Given passage:
## Start

查找点到轴的距离

Question

I have an array of points in 3d Cartesian space:

P = np.random.random((10,3))

Now I'd like to find their distances to a given axis and on that given axis

Ax_support = array([3,2,1])
Ax_direction = array([1,2,3])

I've found a solution that first finds the vector from each point that is perpendicular to the direction vector... I feel however, that it is really complicated and that for such a standard problem there would be a numpy or scipy routine already out there (as there is to find the distance between points in scipy.spatial.distance)

Answer 1

I would be surprised to see such an operation among the standard operations of numpy/scipy. What you are looking for is the projection distance onto your line. Start by subtracting Ax_support :

P_centered = P - Ax_support

The points on the line through 0 with direction Ax_direction with the shortest distance in the L2 sense to each element of P_centered is given by

P_projected = P_centered.dot(np.linalg.pinv(
             Ax_direction[np.newaxis, :])).dot(Ax_direction[np.newaxis, :])

Thus the formula you are looking for is

distances = np.sqrt(((P_centered - P_projected) ** 2).sum(axis=1))

Yes, this is exactly what you propose, in a vectorized way of doing things, so it should be pretty fast for reasonably many data points.

Note: If anybody knows a built-in function for this, I'd be very interested!

Answer 2

It's been bothering me that something like this does not exist, so I added haggis.math.segment_distance to the library of utilities I maintain, haggis .

One catch is that this function expects a line defined by two points rather than a support and direction. You can supply as many points and lines as you want, as long as the dimensions broadcast. The usual formats are many points projected on one line (as you have), or one point projected on many lines.

 distances = haggis.math.segment_distance(P, Ax_support, Ax_support + ax_direction,
                                          axis=1, segment=False)

## End

Challenges:
1 – Answer these questions from the thread on point-to-axis distance above:
(a) Which scipy module does the asker mention for finding the distance between points?
(b) What does the first answer subtract from P as its opening step?
(c) What function did the second answer add to the haggis library?
2 – In the thread on point-to-axis distance above, why does the second answer's call pass the support point plus the direction vector as one of its arguments, instead of passing the direction vector alone?
The lines that come next have nothing to do with the thread.

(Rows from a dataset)
## Start

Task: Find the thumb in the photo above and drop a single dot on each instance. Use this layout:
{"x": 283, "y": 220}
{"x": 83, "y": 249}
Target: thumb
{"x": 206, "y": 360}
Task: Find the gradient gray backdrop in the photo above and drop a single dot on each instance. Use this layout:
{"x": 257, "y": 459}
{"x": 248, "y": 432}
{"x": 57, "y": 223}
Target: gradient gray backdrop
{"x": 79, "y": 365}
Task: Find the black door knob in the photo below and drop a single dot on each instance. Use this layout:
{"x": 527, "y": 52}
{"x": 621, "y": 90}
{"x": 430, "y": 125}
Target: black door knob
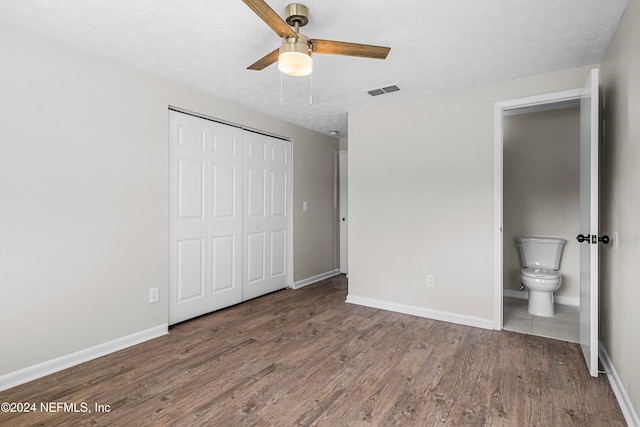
{"x": 581, "y": 238}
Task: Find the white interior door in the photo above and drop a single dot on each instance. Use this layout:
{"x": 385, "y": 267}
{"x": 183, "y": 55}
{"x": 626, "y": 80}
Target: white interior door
{"x": 205, "y": 215}
{"x": 589, "y": 119}
{"x": 266, "y": 220}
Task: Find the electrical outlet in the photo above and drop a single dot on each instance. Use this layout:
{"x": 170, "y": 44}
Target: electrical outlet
{"x": 431, "y": 281}
{"x": 154, "y": 295}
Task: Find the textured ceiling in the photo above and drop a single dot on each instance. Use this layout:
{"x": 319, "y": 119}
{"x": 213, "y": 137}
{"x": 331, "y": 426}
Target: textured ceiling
{"x": 436, "y": 45}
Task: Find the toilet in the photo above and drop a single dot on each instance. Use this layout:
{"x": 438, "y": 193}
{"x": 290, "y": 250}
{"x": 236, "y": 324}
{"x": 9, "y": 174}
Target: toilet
{"x": 540, "y": 258}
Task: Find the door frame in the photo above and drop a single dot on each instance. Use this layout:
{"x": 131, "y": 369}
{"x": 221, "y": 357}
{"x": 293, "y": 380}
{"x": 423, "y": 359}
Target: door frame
{"x": 531, "y": 104}
{"x": 343, "y": 161}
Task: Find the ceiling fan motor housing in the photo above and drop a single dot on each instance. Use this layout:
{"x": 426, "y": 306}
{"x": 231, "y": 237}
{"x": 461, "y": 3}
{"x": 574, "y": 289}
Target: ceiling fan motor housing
{"x": 292, "y": 44}
{"x": 297, "y": 13}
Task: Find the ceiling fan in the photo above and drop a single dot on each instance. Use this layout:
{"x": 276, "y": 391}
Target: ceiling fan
{"x": 294, "y": 54}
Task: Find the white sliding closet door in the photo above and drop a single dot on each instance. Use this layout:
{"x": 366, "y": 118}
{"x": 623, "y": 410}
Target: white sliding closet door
{"x": 266, "y": 214}
{"x": 228, "y": 215}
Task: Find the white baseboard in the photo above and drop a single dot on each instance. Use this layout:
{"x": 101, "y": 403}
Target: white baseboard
{"x": 43, "y": 369}
{"x": 444, "y": 316}
{"x": 513, "y": 293}
{"x": 630, "y": 415}
{"x": 313, "y": 279}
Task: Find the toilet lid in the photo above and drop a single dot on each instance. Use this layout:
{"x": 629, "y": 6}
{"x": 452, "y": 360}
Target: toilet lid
{"x": 541, "y": 273}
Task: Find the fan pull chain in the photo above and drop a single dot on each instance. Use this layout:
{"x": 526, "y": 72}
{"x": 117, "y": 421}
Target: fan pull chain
{"x": 280, "y": 89}
{"x": 311, "y": 89}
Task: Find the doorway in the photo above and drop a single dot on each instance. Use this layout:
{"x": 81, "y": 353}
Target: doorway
{"x": 507, "y": 265}
{"x": 541, "y": 189}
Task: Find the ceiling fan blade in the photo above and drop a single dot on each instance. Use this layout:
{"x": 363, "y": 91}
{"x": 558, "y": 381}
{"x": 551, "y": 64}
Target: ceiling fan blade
{"x": 349, "y": 49}
{"x": 265, "y": 61}
{"x": 270, "y": 17}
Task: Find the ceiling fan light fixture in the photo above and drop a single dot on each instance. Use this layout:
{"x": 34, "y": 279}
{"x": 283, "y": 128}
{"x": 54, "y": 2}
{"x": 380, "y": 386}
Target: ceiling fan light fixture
{"x": 294, "y": 58}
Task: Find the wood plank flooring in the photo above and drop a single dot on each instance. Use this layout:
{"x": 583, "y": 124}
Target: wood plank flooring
{"x": 305, "y": 357}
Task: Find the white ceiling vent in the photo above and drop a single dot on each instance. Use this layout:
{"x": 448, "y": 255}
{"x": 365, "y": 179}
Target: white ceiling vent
{"x": 383, "y": 90}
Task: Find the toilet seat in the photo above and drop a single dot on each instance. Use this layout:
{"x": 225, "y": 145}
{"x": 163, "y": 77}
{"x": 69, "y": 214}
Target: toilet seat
{"x": 541, "y": 274}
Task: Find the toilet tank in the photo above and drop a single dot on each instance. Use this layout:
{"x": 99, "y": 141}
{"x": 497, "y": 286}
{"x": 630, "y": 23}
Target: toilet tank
{"x": 540, "y": 252}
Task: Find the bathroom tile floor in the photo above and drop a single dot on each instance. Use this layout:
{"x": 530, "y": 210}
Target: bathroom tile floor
{"x": 565, "y": 325}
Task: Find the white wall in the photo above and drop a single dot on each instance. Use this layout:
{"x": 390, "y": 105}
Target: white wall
{"x": 421, "y": 197}
{"x": 620, "y": 196}
{"x": 84, "y": 197}
{"x": 541, "y": 187}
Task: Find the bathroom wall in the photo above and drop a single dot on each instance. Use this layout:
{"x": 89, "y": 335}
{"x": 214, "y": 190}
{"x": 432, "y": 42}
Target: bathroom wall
{"x": 541, "y": 190}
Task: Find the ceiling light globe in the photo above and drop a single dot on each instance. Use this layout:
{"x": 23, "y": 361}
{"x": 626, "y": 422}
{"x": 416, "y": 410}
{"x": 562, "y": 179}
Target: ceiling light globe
{"x": 295, "y": 64}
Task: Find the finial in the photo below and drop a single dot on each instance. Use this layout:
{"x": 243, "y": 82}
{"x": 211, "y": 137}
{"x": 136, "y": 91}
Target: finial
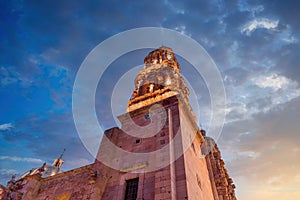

## End

List of solutions:
1 –
(a) scipy.spatial.distance
(b) Ax_support
(c) haggis.math.segment_distance

2 – The haggis function expects a line defined by two points rather than by a support and a direction. Adding the direction vector to the support point gives a second point on the axis, so the support point and that sum together define the line.